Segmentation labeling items
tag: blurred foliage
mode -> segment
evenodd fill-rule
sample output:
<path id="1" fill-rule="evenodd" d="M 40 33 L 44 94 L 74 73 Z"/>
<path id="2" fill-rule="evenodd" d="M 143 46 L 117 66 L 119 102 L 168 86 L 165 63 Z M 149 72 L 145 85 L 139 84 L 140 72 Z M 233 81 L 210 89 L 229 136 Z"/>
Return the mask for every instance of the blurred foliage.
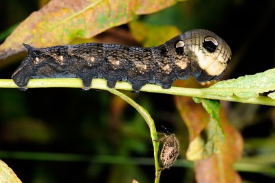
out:
<path id="1" fill-rule="evenodd" d="M 1 1 L 0 38 L 6 37 L 10 29 L 37 10 L 43 1 Z M 231 47 L 233 58 L 226 79 L 234 78 L 274 67 L 274 13 L 272 0 L 187 1 L 138 17 L 138 23 L 142 24 L 131 23 L 95 38 L 102 42 L 149 45 L 162 41 L 155 40 L 158 36 L 173 36 L 177 33 L 175 27 L 181 32 L 210 29 Z M 173 30 L 164 34 L 166 28 L 161 29 L 167 27 Z M 10 78 L 23 58 L 19 55 L 6 59 L 8 64 L 0 63 L 3 66 L 0 78 Z M 177 110 L 173 97 L 140 93 L 132 97 L 148 111 L 158 131 L 164 125 L 176 134 L 181 143 L 179 166 L 176 164 L 164 171 L 160 182 L 171 179 L 173 182 L 195 182 L 189 169 L 192 165 L 181 160 L 188 149 L 190 131 L 182 122 L 182 114 Z M 229 102 L 222 102 L 221 106 L 228 117 L 228 123 L 244 138 L 243 157 L 236 164 L 242 179 L 250 182 L 274 182 L 274 107 Z M 192 108 L 189 110 L 192 111 Z M 230 133 L 226 133 L 226 136 L 233 137 Z M 135 179 L 145 183 L 155 178 L 153 147 L 146 124 L 133 108 L 107 91 L 37 88 L 23 93 L 1 88 L 0 145 L 0 158 L 23 182 L 131 182 Z M 16 154 L 20 151 L 30 154 Z M 64 155 L 44 156 L 39 152 Z M 86 158 L 82 158 L 82 156 Z M 134 159 L 138 157 L 144 159 Z M 199 163 L 214 166 L 209 162 Z M 206 167 L 209 170 L 210 167 Z"/>

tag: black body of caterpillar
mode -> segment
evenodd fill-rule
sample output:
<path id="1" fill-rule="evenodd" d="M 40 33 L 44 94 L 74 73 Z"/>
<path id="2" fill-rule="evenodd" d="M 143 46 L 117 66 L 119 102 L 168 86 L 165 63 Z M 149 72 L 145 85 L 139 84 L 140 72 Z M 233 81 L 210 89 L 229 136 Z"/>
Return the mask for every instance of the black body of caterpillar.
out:
<path id="1" fill-rule="evenodd" d="M 195 29 L 155 47 L 83 43 L 28 49 L 27 58 L 12 78 L 21 90 L 30 78 L 79 77 L 83 90 L 93 78 L 104 78 L 109 88 L 128 81 L 134 92 L 147 83 L 171 87 L 190 75 L 199 82 L 219 80 L 231 58 L 226 42 L 212 32 Z"/>

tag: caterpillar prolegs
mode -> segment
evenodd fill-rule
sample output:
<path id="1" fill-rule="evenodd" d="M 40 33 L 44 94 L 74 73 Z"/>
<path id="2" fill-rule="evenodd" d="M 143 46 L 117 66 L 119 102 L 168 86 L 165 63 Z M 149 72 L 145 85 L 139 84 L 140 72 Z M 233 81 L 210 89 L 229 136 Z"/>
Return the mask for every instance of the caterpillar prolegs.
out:
<path id="1" fill-rule="evenodd" d="M 226 42 L 212 32 L 194 29 L 154 47 L 83 43 L 34 48 L 23 44 L 28 56 L 12 78 L 21 90 L 30 78 L 79 77 L 88 90 L 93 78 L 104 78 L 109 88 L 129 82 L 134 92 L 147 83 L 171 87 L 175 80 L 197 82 L 222 77 L 231 59 Z"/>

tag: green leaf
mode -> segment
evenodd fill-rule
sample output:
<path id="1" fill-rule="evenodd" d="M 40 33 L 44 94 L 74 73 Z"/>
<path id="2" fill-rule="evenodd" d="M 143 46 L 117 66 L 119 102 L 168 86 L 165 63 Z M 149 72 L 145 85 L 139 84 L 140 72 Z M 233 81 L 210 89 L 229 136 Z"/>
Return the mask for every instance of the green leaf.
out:
<path id="1" fill-rule="evenodd" d="M 219 102 L 199 98 L 195 98 L 194 101 L 202 103 L 211 117 L 206 128 L 189 145 L 186 156 L 190 160 L 204 159 L 219 153 L 225 139 L 219 119 Z"/>
<path id="2" fill-rule="evenodd" d="M 14 172 L 7 164 L 0 160 L 0 182 L 21 183 Z"/>
<path id="3" fill-rule="evenodd" d="M 275 100 L 275 92 L 268 94 L 267 96 Z"/>
<path id="4" fill-rule="evenodd" d="M 211 90 L 211 95 L 225 97 L 235 95 L 245 99 L 256 97 L 261 93 L 275 90 L 275 69 L 252 75 L 222 81 L 206 89 L 208 90 L 209 92 Z M 274 93 L 267 96 L 274 99 Z"/>
<path id="5" fill-rule="evenodd" d="M 66 45 L 126 23 L 137 15 L 172 5 L 176 0 L 52 0 L 22 22 L 0 45 L 0 59 L 34 47 Z"/>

* Short task *
Print all of the lines above again word for word, but leave out the picture.

* Written reply *
tag: blurred foliage
mode -> segment
evenodd fill-rule
sample output:
<path id="1" fill-rule="evenodd" d="M 40 33 L 44 94 L 74 73 Z"/>
<path id="2" fill-rule="evenodd" d="M 143 46 L 117 66 L 119 102 L 168 86 L 165 63 Z M 149 72 L 145 85 L 139 84 L 140 72 Z M 233 81 L 210 89 L 229 136 Z"/>
Return the mask for every instance of the blurred foliage.
out:
<path id="1" fill-rule="evenodd" d="M 1 1 L 0 38 L 6 37 L 10 29 L 37 10 L 43 1 Z M 231 47 L 233 58 L 226 79 L 234 78 L 274 67 L 274 13 L 272 0 L 187 1 L 138 17 L 138 23 L 142 24 L 131 23 L 95 38 L 102 42 L 149 45 L 162 41 L 155 40 L 158 36 L 173 36 L 177 33 L 175 27 L 181 32 L 210 29 Z M 173 30 L 164 34 L 166 28 L 161 29 L 167 27 Z M 10 78 L 23 58 L 19 55 L 6 59 L 8 64 L 0 63 L 3 66 L 0 78 Z M 177 110 L 173 97 L 140 93 L 132 97 L 148 111 L 158 131 L 164 125 L 176 134 L 181 143 L 179 166 L 176 164 L 164 171 L 160 182 L 171 179 L 173 182 L 195 182 L 189 169 L 192 165 L 181 160 L 188 149 L 190 131 L 182 122 L 182 114 Z M 229 102 L 222 102 L 221 106 L 228 117 L 228 123 L 244 138 L 243 157 L 236 164 L 242 179 L 250 182 L 274 182 L 274 107 Z M 192 108 L 189 110 L 192 111 Z M 230 133 L 226 133 L 226 136 L 233 137 Z M 135 179 L 145 183 L 155 178 L 153 147 L 146 124 L 133 108 L 107 91 L 37 88 L 23 93 L 1 88 L 0 145 L 0 158 L 23 182 L 131 182 Z M 16 154 L 20 151 L 30 154 Z M 64 155 L 44 156 L 39 152 Z M 86 158 L 82 158 L 82 156 Z M 134 159 L 138 157 L 144 159 Z M 199 163 L 214 166 L 209 162 Z M 206 167 L 209 170 L 210 167 Z"/>

tag: black body of caterpillar
mode -> segment
evenodd fill-rule
sample output:
<path id="1" fill-rule="evenodd" d="M 40 33 L 44 94 L 74 73 Z"/>
<path id="2" fill-rule="evenodd" d="M 143 46 L 117 66 L 119 102 L 168 86 L 165 63 Z M 149 72 L 145 85 L 139 84 L 140 72 Z M 233 81 L 210 89 L 229 136 Z"/>
Return the mask for every instance of the black body of caterpillar.
out:
<path id="1" fill-rule="evenodd" d="M 195 29 L 155 47 L 83 43 L 28 49 L 27 58 L 12 78 L 21 90 L 30 78 L 79 77 L 83 90 L 93 78 L 104 78 L 109 88 L 128 81 L 134 92 L 147 83 L 171 87 L 190 75 L 199 82 L 219 80 L 231 58 L 226 42 L 212 32 Z"/>

tag: caterpillar prolegs
mode -> segment
evenodd fill-rule
sample output:
<path id="1" fill-rule="evenodd" d="M 40 33 L 44 94 L 74 73 Z"/>
<path id="2" fill-rule="evenodd" d="M 143 46 L 117 66 L 119 102 L 168 86 L 165 63 Z M 149 72 L 145 85 L 139 84 L 140 72 Z M 233 81 L 210 89 L 229 136 Z"/>
Return the mask for every instance of the caterpillar prolegs.
out:
<path id="1" fill-rule="evenodd" d="M 226 42 L 212 32 L 194 29 L 154 47 L 83 43 L 34 48 L 23 44 L 28 56 L 12 78 L 21 90 L 30 78 L 79 77 L 88 90 L 93 78 L 104 78 L 109 88 L 129 82 L 134 92 L 147 83 L 171 87 L 175 80 L 197 82 L 222 77 L 231 59 Z"/>

tag: green leaf
mode -> segment
evenodd fill-rule
sample output:
<path id="1" fill-rule="evenodd" d="M 40 33 L 44 94 L 74 73 Z"/>
<path id="2" fill-rule="evenodd" d="M 143 46 L 117 66 L 119 102 L 168 86 L 165 63 Z M 149 72 L 145 85 L 139 84 L 140 72 Z M 233 81 L 210 89 L 229 136 Z"/>
Return the mask for every instance of the green leaf.
out:
<path id="1" fill-rule="evenodd" d="M 219 102 L 199 98 L 195 98 L 194 101 L 202 103 L 211 117 L 206 128 L 189 145 L 186 156 L 190 160 L 204 159 L 219 153 L 225 139 L 219 119 Z"/>
<path id="2" fill-rule="evenodd" d="M 14 172 L 7 164 L 0 160 L 0 182 L 21 183 Z"/>
<path id="3" fill-rule="evenodd" d="M 275 100 L 275 92 L 268 94 L 267 96 Z"/>
<path id="4" fill-rule="evenodd" d="M 211 90 L 211 95 L 225 97 L 235 95 L 245 99 L 256 97 L 261 93 L 275 90 L 275 69 L 252 75 L 222 81 L 206 89 L 208 90 L 209 92 Z M 274 93 L 267 96 L 274 99 Z"/>
<path id="5" fill-rule="evenodd" d="M 66 45 L 126 23 L 137 15 L 172 5 L 176 0 L 52 0 L 22 22 L 0 45 L 0 59 L 34 47 Z"/>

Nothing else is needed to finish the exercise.